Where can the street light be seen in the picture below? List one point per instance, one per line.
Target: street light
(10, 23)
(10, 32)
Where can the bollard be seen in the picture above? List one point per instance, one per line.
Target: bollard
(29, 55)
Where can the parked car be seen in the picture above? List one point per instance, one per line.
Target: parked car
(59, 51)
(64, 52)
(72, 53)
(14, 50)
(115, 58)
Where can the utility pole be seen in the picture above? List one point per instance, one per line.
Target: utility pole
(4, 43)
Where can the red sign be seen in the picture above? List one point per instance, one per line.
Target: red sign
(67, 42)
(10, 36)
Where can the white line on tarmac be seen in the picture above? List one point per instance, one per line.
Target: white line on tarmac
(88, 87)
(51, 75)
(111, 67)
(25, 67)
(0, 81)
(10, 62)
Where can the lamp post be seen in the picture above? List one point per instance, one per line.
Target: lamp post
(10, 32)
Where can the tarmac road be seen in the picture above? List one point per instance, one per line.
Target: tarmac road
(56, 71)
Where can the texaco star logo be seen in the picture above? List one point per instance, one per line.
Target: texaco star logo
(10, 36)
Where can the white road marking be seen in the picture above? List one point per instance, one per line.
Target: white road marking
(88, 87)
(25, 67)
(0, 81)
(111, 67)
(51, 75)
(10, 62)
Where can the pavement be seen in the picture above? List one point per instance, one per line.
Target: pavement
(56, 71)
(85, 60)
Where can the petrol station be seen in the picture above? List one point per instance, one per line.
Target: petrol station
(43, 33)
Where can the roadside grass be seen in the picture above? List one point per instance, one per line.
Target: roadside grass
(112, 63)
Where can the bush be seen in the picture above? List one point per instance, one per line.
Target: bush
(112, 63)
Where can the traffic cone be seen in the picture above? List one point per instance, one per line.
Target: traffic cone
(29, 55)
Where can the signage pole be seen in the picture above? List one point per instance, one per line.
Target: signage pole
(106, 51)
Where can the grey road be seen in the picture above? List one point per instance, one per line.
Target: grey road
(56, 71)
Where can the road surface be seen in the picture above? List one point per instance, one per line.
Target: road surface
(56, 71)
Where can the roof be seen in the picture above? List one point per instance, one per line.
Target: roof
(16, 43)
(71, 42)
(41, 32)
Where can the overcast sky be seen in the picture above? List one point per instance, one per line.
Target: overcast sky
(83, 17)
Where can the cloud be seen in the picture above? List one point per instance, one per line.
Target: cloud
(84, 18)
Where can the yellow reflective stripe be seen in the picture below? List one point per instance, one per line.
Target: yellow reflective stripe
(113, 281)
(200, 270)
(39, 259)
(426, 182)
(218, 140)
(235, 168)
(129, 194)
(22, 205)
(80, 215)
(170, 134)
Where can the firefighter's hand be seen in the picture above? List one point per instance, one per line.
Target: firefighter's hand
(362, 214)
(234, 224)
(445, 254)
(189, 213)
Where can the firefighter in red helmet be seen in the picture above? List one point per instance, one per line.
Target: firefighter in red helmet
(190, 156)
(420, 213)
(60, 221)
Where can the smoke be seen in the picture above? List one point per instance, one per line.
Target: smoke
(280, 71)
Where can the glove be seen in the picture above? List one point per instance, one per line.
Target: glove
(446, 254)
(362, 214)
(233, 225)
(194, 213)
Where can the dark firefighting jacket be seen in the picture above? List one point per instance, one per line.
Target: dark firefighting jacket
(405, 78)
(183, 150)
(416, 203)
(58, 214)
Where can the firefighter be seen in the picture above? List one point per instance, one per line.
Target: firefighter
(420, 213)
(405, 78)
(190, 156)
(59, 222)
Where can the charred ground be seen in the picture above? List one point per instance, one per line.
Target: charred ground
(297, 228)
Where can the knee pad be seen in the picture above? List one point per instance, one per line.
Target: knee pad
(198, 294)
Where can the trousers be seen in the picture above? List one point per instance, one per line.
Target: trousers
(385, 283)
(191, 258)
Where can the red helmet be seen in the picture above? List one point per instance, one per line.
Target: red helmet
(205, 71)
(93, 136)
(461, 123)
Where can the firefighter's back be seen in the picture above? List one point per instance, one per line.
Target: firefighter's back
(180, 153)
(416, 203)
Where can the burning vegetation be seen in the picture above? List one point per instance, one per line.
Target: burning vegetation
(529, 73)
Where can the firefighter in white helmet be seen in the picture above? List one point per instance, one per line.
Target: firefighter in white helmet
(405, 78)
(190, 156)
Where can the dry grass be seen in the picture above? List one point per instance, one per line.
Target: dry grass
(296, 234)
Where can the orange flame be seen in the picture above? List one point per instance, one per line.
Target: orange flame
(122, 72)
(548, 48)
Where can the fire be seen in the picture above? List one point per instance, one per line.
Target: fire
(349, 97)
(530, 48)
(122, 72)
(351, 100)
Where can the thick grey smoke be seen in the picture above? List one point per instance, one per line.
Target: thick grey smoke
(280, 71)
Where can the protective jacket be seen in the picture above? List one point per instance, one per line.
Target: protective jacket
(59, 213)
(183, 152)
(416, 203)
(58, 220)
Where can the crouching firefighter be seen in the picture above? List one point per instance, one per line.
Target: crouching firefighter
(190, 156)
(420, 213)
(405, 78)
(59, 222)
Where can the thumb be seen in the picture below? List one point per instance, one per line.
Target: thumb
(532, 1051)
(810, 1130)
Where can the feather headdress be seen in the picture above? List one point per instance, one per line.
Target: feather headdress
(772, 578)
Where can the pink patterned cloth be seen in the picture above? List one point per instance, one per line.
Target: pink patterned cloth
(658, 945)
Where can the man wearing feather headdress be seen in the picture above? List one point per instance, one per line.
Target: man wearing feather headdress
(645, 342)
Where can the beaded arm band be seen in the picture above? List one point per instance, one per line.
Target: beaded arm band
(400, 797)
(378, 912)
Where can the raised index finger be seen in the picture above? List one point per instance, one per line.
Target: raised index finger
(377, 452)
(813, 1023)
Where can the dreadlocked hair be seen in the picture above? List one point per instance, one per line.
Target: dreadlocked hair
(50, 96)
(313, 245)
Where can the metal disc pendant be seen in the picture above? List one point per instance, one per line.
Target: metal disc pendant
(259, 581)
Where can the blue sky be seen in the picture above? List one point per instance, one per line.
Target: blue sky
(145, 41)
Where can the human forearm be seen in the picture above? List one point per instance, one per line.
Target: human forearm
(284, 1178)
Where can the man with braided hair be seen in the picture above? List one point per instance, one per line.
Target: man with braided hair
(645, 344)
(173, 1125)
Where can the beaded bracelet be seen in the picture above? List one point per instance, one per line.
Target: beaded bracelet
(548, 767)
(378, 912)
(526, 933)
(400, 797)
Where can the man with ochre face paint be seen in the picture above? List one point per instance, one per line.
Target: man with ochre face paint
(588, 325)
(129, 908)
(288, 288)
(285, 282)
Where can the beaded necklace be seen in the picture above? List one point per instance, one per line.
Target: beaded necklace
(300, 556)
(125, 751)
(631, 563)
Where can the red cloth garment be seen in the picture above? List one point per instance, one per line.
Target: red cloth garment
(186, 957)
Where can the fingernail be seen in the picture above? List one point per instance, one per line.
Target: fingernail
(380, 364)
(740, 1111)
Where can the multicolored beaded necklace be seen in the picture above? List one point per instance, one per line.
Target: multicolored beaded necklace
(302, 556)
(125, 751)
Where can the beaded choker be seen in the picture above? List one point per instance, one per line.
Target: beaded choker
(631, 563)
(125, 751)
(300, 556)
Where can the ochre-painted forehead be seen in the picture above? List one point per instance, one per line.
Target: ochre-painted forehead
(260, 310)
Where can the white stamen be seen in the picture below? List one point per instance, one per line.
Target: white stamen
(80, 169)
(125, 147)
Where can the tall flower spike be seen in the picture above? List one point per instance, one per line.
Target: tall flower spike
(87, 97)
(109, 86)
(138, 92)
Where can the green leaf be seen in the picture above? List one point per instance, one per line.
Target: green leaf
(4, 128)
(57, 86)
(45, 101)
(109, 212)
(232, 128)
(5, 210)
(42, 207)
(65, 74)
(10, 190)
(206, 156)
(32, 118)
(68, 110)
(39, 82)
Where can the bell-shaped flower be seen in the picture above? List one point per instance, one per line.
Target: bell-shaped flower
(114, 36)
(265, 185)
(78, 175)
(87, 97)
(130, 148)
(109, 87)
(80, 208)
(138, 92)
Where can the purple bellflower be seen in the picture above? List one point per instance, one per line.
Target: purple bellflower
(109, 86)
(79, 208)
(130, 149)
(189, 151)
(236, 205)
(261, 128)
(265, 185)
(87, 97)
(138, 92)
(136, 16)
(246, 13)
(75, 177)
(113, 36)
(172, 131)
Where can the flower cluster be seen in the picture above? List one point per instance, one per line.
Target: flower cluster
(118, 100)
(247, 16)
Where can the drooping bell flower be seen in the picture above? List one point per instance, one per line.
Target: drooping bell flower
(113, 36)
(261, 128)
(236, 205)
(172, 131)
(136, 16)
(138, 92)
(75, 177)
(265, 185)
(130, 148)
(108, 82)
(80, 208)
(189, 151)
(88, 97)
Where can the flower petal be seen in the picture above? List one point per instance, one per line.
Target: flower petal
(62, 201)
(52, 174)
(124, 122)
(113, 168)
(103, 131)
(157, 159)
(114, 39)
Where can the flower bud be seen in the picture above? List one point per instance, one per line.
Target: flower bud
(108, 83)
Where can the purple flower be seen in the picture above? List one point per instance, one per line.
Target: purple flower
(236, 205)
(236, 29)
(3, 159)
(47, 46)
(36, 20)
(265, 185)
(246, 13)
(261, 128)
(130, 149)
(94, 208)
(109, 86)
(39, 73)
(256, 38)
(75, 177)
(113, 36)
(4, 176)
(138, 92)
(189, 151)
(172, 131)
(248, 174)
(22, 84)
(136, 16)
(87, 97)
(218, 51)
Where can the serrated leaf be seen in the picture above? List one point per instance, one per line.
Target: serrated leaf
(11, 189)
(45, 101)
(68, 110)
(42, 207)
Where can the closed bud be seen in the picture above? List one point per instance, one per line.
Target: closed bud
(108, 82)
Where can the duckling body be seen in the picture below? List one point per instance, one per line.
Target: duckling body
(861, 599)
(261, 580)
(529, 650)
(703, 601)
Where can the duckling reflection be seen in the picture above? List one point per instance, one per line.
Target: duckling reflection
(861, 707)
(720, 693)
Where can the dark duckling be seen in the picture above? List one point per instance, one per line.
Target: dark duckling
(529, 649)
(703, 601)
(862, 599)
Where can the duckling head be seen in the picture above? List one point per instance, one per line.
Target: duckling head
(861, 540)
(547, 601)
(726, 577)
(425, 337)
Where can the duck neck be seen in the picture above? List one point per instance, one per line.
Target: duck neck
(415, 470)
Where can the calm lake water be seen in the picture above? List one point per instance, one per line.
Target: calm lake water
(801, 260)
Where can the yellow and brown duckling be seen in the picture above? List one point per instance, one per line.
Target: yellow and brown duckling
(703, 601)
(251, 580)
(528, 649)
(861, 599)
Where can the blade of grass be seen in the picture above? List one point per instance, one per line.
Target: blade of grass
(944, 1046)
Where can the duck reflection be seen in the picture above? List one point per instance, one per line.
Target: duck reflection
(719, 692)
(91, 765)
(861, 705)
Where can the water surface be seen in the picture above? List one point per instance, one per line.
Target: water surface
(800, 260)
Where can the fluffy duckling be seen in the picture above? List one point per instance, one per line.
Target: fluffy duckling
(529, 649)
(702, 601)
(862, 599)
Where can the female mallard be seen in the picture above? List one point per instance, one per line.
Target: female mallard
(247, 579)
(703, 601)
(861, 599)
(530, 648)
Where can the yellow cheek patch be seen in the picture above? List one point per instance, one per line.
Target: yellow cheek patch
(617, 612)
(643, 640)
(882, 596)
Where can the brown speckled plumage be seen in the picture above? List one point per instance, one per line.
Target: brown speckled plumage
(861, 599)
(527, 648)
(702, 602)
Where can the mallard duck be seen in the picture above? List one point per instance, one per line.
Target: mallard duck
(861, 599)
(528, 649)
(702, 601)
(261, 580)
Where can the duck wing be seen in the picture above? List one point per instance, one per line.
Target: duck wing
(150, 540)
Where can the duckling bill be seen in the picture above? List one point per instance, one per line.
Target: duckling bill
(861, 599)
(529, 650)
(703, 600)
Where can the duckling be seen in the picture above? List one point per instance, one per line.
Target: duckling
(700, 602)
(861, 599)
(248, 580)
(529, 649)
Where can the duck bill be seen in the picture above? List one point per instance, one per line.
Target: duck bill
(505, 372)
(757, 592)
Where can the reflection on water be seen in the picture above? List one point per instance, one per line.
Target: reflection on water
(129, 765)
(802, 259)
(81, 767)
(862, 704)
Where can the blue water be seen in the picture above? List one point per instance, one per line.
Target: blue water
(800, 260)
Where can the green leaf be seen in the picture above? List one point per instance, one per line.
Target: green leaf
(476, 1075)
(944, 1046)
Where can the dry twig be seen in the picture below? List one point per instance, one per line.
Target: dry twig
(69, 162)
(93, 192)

+===+

Please work out how many lines of the listing hold the word "below" and reply with only that number.

• [Response to this task]: 6